[Records excerpted from a collection]
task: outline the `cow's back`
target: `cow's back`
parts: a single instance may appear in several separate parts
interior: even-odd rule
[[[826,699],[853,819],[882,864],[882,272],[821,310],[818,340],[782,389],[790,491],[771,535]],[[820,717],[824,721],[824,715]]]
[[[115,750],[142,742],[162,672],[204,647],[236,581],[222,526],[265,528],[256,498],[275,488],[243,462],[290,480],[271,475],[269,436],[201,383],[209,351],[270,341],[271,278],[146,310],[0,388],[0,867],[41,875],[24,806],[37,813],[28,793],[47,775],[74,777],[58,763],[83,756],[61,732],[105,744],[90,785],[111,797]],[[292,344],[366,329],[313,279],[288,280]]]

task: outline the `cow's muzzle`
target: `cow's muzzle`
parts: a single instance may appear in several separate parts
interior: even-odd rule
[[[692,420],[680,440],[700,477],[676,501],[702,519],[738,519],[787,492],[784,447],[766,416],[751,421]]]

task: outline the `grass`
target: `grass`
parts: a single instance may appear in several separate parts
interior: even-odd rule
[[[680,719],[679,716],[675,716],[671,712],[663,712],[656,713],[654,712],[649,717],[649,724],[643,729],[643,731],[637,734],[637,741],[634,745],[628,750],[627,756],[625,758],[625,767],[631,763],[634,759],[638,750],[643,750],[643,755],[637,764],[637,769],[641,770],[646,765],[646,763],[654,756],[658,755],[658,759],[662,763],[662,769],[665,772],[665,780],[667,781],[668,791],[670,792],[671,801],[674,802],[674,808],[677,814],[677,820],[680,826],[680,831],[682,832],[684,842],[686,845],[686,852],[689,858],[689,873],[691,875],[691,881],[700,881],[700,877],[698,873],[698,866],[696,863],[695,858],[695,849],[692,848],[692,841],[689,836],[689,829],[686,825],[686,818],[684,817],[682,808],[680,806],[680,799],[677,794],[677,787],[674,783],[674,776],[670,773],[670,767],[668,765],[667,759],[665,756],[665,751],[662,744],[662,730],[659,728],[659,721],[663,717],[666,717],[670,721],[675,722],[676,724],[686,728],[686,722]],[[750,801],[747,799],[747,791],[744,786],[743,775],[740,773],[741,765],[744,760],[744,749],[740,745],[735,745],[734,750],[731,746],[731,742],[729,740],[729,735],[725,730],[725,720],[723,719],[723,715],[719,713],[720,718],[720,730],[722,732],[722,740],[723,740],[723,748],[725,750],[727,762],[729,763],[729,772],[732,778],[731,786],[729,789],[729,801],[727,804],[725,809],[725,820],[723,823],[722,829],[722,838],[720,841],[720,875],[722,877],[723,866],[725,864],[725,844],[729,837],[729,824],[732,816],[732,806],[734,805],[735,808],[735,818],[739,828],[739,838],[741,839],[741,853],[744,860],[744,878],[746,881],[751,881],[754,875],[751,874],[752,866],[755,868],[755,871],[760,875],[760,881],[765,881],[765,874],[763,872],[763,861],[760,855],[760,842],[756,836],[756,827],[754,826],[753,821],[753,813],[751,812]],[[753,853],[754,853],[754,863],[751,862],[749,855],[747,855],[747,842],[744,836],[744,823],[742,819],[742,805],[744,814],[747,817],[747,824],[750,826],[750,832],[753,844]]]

■ **Written request**: Identify every line in the entries above that contains the word "grass" and copy each of those lines.

■ **Solved problem**:
task: outline the `grass`
target: `grass`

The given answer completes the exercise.